Task objective =
Every line of the entries with the word "pocket" in it should be shown.

Saved entries =
★ ★ ★ ★ ★
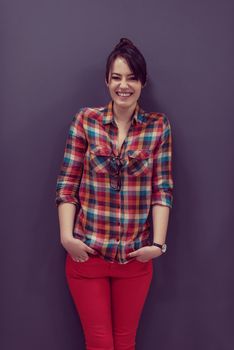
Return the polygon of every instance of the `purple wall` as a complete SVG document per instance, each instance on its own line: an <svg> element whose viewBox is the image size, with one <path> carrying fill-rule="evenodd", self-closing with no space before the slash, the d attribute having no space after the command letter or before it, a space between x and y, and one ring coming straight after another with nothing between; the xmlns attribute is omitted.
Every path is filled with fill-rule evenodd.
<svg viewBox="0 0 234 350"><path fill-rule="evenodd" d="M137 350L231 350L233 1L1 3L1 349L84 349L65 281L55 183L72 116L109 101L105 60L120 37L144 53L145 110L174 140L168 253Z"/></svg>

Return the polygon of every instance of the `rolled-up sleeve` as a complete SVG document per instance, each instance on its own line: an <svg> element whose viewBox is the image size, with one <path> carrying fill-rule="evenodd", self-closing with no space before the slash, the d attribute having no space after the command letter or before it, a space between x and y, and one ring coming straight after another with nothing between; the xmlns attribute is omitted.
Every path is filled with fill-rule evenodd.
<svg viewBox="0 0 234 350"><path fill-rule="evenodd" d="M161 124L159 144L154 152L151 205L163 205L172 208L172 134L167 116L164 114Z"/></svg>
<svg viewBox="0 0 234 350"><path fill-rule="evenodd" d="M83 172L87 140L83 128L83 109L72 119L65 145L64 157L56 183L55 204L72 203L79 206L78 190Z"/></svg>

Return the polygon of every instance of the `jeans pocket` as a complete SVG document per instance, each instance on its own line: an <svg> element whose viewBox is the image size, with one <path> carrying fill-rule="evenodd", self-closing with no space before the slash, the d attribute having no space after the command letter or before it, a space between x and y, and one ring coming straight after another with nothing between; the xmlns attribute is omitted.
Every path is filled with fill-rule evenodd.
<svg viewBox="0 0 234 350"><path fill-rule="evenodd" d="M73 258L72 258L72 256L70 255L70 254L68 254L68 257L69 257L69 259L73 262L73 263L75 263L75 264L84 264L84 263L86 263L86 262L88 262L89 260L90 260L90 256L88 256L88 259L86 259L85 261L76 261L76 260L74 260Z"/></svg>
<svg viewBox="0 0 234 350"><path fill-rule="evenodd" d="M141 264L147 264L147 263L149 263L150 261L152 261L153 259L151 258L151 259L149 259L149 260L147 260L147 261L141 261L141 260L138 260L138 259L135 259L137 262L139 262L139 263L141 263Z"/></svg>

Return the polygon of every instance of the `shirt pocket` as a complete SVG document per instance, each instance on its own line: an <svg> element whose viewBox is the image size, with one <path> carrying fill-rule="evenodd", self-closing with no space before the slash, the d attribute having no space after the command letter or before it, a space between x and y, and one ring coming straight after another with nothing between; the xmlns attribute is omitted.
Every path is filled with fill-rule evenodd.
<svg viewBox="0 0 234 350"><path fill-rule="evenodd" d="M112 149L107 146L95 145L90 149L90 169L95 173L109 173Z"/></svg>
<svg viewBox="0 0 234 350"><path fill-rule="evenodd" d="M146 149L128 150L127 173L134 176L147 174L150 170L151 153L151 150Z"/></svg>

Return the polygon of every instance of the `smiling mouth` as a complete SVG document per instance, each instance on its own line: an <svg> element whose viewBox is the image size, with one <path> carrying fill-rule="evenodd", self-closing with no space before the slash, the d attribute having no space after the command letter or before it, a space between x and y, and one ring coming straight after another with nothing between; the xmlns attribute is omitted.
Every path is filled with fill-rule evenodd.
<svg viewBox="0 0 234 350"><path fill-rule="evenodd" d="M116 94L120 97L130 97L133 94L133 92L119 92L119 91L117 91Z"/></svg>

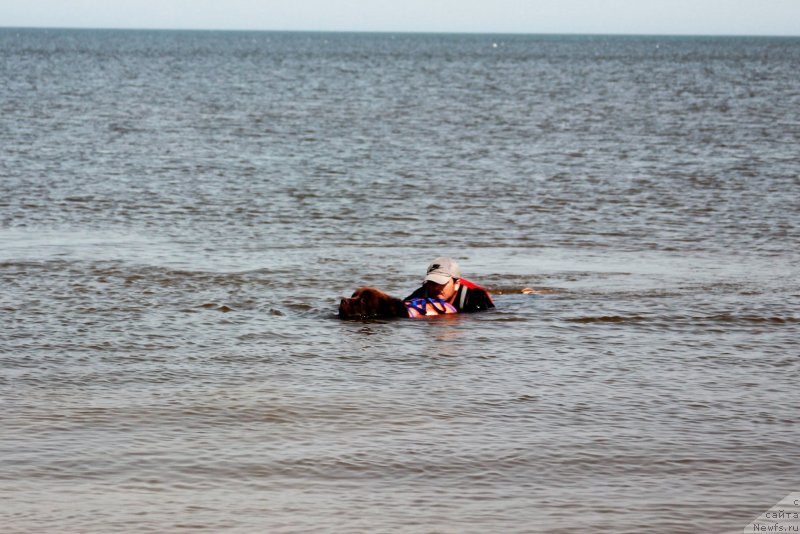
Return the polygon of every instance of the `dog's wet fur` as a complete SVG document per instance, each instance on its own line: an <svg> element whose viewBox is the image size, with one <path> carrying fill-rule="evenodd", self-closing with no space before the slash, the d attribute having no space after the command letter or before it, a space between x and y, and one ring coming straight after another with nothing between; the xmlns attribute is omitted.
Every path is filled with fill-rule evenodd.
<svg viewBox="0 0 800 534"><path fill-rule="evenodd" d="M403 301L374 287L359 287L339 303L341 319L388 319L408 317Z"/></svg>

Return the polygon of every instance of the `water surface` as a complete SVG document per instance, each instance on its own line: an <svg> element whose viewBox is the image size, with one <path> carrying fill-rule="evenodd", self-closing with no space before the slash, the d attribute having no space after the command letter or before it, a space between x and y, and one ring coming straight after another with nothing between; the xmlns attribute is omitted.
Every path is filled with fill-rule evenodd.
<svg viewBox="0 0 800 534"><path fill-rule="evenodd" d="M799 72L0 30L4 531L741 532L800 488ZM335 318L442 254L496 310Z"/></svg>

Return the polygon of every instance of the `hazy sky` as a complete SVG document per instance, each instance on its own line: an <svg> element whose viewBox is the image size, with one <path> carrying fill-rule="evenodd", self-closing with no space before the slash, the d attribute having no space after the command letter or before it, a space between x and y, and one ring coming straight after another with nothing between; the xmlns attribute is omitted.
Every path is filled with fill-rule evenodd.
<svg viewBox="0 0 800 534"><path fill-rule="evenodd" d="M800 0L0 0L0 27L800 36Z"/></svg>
★ ★ ★ ★ ★
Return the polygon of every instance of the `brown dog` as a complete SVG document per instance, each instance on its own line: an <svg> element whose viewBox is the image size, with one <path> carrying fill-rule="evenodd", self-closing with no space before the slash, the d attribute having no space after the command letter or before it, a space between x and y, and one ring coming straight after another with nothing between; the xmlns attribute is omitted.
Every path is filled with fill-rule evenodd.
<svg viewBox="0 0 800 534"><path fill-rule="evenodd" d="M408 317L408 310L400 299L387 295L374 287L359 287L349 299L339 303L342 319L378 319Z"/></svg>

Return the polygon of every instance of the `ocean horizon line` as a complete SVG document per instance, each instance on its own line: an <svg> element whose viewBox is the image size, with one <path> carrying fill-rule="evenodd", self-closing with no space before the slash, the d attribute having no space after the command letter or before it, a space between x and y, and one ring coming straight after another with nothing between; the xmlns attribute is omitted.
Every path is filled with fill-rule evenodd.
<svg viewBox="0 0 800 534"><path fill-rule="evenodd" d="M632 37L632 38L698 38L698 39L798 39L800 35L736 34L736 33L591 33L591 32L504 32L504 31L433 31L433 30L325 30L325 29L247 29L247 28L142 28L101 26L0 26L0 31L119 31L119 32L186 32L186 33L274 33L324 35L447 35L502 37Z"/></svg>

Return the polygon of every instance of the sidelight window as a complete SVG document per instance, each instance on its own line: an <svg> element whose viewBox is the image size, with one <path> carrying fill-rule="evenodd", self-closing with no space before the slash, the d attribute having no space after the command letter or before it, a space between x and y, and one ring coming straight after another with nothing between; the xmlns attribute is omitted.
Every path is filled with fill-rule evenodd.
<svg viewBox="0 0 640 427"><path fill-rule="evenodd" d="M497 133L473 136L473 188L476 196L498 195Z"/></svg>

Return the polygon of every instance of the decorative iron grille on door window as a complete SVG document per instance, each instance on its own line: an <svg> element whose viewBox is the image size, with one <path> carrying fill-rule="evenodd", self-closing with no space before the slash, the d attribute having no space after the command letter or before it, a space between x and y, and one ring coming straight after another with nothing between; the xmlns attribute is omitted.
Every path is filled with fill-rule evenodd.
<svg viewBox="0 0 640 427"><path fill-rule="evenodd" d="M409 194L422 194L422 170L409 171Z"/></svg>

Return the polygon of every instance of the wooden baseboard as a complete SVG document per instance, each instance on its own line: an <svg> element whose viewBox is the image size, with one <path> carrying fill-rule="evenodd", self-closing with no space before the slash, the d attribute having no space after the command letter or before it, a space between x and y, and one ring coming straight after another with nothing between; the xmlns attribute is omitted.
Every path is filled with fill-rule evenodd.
★ ★ ★ ★ ★
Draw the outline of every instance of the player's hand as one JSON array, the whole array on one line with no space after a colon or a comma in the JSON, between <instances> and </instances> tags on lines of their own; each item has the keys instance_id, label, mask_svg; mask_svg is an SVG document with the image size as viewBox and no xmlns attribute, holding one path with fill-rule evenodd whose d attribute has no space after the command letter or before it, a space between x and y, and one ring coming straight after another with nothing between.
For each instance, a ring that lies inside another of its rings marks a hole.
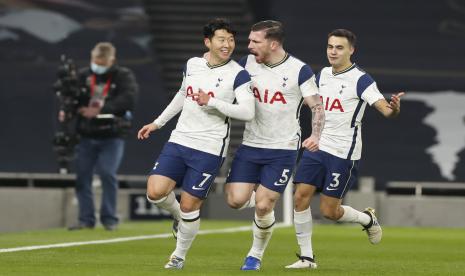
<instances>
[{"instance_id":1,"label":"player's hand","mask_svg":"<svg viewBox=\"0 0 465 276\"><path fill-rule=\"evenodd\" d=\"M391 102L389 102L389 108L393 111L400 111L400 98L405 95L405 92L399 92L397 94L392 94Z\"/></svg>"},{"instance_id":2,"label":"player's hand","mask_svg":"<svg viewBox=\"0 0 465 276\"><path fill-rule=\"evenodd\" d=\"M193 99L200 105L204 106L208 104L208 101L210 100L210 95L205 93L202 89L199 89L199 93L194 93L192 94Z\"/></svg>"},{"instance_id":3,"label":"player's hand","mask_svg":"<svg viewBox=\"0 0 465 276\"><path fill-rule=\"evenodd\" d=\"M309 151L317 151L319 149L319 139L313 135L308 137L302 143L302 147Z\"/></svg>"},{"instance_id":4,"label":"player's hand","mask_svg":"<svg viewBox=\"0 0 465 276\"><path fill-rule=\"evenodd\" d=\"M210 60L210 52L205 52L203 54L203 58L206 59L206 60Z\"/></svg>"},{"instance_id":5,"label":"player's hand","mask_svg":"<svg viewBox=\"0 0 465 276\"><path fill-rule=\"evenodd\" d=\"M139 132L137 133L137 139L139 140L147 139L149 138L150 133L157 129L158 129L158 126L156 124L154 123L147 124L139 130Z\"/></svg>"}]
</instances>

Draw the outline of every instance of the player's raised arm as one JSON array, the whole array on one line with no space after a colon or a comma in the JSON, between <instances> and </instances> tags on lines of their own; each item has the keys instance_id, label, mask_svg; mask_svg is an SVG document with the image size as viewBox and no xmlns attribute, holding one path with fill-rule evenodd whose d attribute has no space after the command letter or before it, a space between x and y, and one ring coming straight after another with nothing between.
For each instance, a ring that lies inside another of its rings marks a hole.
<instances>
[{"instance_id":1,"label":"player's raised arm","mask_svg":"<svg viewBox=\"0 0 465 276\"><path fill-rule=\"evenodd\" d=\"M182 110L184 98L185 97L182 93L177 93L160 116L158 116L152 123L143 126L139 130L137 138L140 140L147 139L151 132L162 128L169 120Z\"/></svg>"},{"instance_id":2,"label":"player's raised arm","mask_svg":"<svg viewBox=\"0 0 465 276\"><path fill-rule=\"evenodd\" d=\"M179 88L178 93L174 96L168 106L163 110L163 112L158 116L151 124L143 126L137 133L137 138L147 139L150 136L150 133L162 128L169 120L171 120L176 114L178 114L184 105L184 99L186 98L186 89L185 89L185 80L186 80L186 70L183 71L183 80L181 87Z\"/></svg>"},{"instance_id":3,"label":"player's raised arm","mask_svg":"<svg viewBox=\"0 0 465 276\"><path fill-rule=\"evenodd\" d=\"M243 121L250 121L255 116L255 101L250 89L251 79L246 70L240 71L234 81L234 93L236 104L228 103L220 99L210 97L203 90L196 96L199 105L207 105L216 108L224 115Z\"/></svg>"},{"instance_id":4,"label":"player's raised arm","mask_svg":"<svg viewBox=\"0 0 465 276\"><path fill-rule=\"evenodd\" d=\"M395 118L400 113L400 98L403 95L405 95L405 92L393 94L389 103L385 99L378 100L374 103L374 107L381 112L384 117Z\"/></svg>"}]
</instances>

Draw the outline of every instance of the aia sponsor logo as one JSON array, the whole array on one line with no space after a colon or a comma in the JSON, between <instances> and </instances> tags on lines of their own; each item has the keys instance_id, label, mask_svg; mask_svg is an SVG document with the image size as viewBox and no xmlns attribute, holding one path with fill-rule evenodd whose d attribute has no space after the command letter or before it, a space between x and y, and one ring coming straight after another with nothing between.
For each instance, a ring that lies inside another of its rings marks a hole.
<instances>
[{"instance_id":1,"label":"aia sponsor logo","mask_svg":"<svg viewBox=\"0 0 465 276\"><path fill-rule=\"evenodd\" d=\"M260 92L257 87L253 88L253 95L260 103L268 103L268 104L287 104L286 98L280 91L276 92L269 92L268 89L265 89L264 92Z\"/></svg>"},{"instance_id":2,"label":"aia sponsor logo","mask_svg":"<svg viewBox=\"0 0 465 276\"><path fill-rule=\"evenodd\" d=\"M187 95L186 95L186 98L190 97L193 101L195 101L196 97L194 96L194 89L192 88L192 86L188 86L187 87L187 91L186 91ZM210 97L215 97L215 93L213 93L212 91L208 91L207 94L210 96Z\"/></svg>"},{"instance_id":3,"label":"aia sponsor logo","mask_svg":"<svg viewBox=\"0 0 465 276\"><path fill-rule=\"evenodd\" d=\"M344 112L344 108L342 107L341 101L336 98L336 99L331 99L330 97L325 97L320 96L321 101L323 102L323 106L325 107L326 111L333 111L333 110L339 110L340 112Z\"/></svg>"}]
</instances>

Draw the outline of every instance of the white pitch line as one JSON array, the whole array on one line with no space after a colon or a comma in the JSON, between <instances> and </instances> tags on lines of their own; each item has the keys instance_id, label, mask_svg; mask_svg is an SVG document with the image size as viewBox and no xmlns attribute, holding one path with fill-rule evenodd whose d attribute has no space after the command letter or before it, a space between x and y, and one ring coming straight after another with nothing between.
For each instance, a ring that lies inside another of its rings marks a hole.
★ ★ ★ ★ ★
Reply to the exercise =
Return the polygon of every instance of the `jeans pocket` as a complete SVG document per instance, each instance on its own line: an <svg> element whose viewBox is the image size, with one <path> carrying fill-rule="evenodd", self-closing with no space before the slash, the d attribute having no space after the command letter or before it, a space between x and y, and one ring coming straight after another with nothing between; the xmlns attribute is omitted.
Return the polygon of every instance of the `shirt pocket` as a complete SVG document per instance, each instance on its own line: an <svg> element whose viewBox is the image size, with one <path> carrying fill-rule="evenodd", self-closing with no space before the slash, the d attribute having no space after the command letter or before it, a space between x and y, and one ring coming straight after another with nothing between; the xmlns attribute is omitted.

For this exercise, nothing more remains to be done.